▸ Assigned task 1:
Answer these from the account of the tachycardia patient:
(a) What was the patient's heart rate when she arrived?
(b) About how long had she been in tachycardia?
(c) Where were the paddles placed on her chest?
▸ Assigned task 2:
Resume the account of the tachycardia patient, starting after its final sentence.

▸ Selected text:

________________

7 AM and I walk in to the overhead page of “helicopter in route with tachycardia”. I get the scoop…tachycardia, possible pacemaker gone awry?
She arrives on the helicopter gurney, smelling like an odd morning mixture of jet fuel and fresh air. Her heart rate is 190, but she sits awake, talking to us. No pain, no problems breathing. Blood pressure, pulse ox and mentation adequate. I listen to her lungs and the first think I notice is how cold and wet her skin is.
She’s in her 70s, a rheumatic heart disease survivor and proud host of a pacemaker, clearly not needed right now. She’s been tach’ing away for about 3 and a half hours now, and it’s amazing her heart has not given up yet. The community hospital tried 2 different anti-arrhythmic agents without success, but her IV access has clotted.
We now have a technically unstable ventricular tachycardia with no IV access. My staff doc helps me set things into action. A colleague places a femoral venous line while the change of shift docs and nurses all watch and wait. We can’t do anything until he has access and we all hope that she doesn’t crump in the next 10 minutes. He’s successful, and I get the rest of things into action..code cart, sedation meds, informed consent. We sedate her, I charge up the paddles, placing them on apex and sternum. Here’s the part that everyone likes to hear. I announce to the 1,2,3,4, 5,6,7 maybe 8 doctors and nurses in the room…”CHARGING…EVERYONE CLEAR!” Nick walks right into the bed and someone shouts at him. I look around the room, leaning on the paddles enough to deform her chest and be sure I get a good current flow. I announce again, “SHOCKING ON THREE, EVERYONE CLEAR!” I look at the perimeter of the bed and make sure no one is touching. I look at my legs and make sure I’m not leaning on the bed. “ONE, TWO, THREE…” Just before I press the button, I notice that her pendulous left breast hangs over the paddle and is touching my right thumb. Shit. It’s too late and I hope for the best, wondering if a think latex glove will insulate me. I press the discharge buttons simultaneously. There is an eerie silence and pause while all eyes are on her bared chest. The machine is waiting for just the right time in her electrical heart storm to deliver the shock that I’m waiting for as well. An unsatisfying ‘click’ from the paddles is followed by the TV-like jolt to the patient’s chest as she breifly pops up off the bed and crashes back down.

________________

▸ Saved entries:
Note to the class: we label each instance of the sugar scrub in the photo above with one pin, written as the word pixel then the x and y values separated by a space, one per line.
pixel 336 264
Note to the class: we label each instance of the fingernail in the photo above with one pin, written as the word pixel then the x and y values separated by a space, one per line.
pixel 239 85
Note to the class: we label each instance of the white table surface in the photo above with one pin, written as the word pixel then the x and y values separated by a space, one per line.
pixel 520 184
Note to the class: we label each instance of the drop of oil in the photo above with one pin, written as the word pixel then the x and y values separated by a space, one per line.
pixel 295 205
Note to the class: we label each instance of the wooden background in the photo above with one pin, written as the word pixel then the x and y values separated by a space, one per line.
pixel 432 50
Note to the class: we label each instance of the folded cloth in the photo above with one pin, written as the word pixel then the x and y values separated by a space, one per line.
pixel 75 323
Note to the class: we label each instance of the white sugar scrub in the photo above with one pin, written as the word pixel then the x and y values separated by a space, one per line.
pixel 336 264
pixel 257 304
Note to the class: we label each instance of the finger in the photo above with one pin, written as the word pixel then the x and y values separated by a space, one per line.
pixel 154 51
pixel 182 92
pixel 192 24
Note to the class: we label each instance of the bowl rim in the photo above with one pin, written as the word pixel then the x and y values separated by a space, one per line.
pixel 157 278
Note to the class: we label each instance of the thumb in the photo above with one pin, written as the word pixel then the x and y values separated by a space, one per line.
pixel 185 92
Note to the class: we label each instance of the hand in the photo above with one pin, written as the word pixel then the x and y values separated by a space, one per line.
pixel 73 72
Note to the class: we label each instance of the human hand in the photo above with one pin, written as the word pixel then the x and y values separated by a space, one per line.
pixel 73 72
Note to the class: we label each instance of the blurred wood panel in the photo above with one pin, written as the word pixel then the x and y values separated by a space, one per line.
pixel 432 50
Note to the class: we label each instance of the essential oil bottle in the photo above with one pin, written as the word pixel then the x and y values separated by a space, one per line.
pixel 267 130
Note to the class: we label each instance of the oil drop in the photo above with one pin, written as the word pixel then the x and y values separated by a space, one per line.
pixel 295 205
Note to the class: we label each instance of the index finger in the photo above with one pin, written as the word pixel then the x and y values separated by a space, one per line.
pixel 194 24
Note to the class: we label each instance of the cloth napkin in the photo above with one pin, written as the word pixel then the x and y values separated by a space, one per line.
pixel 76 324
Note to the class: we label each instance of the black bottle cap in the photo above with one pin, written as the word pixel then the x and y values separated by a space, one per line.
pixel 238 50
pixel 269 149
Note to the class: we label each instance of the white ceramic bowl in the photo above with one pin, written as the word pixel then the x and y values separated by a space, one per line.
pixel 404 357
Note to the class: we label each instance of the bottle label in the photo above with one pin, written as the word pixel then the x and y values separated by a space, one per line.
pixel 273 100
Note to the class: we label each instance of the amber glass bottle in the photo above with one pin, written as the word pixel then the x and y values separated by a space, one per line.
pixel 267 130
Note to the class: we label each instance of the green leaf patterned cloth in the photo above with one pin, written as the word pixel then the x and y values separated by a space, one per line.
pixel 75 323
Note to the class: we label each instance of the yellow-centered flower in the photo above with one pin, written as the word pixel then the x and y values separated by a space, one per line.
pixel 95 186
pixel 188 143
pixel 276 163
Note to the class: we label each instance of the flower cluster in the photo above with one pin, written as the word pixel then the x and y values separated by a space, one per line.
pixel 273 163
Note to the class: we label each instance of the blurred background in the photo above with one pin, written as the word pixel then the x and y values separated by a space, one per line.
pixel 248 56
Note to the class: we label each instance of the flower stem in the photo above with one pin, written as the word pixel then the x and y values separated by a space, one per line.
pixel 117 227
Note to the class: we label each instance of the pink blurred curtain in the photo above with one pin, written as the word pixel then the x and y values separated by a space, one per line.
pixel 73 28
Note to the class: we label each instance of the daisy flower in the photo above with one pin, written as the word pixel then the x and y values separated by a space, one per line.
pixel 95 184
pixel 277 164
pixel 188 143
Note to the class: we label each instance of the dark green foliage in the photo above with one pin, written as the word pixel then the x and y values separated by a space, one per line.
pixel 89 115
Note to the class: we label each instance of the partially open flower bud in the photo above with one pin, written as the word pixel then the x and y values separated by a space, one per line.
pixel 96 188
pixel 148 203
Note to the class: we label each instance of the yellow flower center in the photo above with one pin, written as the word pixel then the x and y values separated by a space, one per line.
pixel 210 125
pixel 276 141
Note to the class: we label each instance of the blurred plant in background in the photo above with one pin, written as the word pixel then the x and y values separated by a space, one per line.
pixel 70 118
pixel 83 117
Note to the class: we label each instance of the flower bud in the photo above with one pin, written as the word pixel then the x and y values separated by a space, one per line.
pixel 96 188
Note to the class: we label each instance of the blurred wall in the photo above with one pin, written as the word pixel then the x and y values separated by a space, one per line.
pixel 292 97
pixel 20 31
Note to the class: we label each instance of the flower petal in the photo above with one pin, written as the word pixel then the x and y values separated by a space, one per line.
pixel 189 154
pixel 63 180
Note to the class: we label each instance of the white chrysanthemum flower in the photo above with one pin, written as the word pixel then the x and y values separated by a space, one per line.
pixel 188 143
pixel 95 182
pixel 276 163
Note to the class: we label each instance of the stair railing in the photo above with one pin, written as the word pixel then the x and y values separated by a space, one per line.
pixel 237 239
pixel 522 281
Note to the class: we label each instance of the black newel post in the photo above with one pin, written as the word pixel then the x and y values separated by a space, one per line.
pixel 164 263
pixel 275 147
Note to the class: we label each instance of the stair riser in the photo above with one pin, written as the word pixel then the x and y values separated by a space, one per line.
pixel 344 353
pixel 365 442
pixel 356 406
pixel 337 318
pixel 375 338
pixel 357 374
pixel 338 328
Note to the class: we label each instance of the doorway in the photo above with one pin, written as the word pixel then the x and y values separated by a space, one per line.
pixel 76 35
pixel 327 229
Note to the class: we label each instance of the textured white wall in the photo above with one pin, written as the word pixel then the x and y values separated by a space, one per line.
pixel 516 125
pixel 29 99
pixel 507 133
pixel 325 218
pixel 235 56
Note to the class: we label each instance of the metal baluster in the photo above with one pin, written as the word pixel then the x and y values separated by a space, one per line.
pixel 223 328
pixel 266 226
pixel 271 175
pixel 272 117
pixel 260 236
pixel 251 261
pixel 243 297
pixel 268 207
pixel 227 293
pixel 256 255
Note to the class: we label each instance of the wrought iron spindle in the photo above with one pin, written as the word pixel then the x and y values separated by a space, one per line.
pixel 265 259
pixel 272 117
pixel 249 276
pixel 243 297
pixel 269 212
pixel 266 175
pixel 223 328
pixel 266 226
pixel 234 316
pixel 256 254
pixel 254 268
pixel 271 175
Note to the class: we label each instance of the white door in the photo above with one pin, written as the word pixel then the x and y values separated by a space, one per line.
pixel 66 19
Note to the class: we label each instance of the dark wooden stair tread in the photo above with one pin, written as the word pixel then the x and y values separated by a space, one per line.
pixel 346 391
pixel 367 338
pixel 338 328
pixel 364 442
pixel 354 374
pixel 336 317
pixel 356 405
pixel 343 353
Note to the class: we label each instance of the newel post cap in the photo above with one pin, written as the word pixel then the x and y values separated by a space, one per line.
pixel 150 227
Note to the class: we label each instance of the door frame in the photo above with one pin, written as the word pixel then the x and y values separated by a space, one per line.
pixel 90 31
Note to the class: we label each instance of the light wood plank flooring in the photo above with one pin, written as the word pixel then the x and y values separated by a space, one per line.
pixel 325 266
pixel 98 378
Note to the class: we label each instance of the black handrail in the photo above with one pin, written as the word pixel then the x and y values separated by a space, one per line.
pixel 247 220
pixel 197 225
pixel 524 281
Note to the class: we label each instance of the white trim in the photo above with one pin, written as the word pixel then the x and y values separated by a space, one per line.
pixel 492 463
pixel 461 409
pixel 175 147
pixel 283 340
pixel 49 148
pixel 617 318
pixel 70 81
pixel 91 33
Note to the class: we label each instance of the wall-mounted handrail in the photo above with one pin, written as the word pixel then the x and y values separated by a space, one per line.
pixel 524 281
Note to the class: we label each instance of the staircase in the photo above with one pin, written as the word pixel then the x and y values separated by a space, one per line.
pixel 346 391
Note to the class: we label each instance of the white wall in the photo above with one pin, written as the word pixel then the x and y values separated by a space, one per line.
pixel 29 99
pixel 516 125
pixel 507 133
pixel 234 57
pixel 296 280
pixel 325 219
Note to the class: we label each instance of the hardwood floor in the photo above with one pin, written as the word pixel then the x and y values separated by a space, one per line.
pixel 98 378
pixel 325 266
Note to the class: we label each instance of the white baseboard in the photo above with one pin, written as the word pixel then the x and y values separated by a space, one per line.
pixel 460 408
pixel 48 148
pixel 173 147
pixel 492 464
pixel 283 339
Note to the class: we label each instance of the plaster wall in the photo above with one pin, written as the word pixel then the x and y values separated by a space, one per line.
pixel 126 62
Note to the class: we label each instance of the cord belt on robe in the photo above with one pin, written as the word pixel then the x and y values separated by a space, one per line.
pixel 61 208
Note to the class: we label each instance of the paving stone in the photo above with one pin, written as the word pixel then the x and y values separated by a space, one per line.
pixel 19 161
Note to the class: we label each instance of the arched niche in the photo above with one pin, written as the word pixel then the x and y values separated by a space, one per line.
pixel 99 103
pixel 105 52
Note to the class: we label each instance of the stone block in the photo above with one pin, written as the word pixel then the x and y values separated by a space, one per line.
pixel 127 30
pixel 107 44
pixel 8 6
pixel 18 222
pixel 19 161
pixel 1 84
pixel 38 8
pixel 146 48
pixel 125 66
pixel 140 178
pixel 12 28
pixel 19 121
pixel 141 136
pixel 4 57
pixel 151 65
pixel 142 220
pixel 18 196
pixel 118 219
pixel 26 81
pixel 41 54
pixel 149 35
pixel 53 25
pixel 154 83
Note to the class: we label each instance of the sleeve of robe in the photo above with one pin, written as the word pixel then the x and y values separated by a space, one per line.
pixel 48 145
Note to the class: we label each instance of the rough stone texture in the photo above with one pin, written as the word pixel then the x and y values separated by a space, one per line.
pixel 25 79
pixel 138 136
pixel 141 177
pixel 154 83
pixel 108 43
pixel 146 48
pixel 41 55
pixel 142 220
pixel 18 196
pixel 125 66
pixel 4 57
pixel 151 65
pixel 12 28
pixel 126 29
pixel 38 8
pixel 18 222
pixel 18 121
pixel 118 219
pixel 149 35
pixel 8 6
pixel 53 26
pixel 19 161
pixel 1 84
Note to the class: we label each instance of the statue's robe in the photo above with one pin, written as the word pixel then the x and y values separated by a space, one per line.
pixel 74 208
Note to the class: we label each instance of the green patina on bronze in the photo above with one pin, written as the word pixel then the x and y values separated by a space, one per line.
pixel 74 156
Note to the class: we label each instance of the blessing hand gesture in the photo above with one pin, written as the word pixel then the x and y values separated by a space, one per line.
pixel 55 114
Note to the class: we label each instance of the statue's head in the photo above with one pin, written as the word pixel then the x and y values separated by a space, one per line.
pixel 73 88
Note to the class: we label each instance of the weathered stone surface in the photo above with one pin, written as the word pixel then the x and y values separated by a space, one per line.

________________

▸ Task answer 1:
(a) 190
(b) About 3 and a half hours
(c) On the apex and the sternum

▸ Task answer 2:
We all turn back towards the monitor, fingers crossed, holding our breath…flat-line. Then one heart beat, followed by another and another, each with a nice healthy 1 second pause intbetween.
With a little electricity, I’ve converted this woman’s heart from a life threatening chaotic bag of congealing blood to an miracle of life…contracting in synchrony with itself, delivering red blood cells and oxygen to her brain.
She wakes up about 2 minutes later and doesn’t remember a thing. Her chest has been covered back up by now. We sit her up and she is smiling. The color returns to her face, her skin is warm and dry. I feel immensely satisified at my performance and her response. I look at her EKG tracing over and over as if I’m re-reading a blog post I’m especially proud of. With each slow beat of her heart, I can feel my own confidence building. I’ve just performed on a real patient the exact scenario i lectured our interns about last month in their first formative days of their residency.
I’m still insecure, but somehow, I know the intern thinks I’m a cool headed physician. The medical student summarizes the immense knowledge gap that has taken place over the past 2 years when she asks me, “What just happened?”